Copy the records from the first line containing "cat tree, and" through the end of the records, both ends included and requests kept. Multiply each coordinate in the answers by 0.75 and round to whole numbers, with halves rounded up, leaving the requests and their sample coordinates unchanged.

*** THE RECORDS

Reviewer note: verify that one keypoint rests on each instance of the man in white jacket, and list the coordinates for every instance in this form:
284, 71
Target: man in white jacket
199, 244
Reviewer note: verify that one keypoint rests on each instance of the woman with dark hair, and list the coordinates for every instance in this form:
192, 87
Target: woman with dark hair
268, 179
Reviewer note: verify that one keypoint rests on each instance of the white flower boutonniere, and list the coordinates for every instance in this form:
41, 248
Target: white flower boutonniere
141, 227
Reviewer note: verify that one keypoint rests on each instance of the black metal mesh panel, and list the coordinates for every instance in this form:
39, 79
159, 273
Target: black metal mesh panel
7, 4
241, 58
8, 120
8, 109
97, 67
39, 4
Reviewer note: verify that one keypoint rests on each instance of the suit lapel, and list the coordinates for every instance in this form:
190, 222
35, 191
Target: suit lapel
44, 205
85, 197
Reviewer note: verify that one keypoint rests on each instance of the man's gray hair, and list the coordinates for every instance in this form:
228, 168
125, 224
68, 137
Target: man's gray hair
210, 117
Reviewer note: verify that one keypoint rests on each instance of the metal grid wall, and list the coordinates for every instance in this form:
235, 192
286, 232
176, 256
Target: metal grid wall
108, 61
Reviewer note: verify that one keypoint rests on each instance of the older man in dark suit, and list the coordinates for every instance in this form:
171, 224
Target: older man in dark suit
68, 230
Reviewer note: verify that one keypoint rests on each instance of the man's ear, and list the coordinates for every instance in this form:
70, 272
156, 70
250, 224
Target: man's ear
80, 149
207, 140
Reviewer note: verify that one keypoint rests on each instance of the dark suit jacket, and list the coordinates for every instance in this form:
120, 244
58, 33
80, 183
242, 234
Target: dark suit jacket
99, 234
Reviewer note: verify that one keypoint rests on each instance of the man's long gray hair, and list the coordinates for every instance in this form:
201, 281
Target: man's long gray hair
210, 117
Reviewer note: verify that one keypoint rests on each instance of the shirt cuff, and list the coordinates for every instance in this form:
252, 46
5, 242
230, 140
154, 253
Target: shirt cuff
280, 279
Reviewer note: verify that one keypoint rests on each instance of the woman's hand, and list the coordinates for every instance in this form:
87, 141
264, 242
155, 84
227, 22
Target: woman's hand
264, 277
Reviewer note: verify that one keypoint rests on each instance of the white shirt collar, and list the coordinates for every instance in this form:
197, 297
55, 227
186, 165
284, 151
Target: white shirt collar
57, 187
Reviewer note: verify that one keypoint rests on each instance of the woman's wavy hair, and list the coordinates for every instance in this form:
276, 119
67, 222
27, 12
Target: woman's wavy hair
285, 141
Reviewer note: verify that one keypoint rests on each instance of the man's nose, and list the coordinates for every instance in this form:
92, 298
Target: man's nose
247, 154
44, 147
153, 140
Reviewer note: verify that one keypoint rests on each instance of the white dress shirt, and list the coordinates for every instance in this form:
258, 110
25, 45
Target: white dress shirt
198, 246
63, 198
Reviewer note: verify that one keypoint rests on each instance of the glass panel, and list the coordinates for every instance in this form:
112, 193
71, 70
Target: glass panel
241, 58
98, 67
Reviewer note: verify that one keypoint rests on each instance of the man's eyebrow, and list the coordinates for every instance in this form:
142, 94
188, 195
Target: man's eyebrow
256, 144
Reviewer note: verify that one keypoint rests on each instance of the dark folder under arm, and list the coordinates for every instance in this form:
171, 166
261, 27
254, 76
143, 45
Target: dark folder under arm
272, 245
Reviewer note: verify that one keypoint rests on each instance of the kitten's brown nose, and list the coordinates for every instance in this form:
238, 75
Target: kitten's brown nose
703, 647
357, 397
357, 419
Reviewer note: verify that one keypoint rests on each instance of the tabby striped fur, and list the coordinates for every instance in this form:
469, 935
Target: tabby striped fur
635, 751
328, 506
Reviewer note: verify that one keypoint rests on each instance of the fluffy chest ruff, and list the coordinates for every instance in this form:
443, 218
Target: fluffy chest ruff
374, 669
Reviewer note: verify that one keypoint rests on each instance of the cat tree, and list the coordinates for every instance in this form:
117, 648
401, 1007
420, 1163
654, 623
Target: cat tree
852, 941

******

RESULT OF THIS EXERCISE
Reviewer note: verify that one keypoint rests on each instance of the cat tree, and list the coordinates for every instance in this form:
117, 648
401, 1007
420, 1163
654, 623
Target: cat tree
639, 706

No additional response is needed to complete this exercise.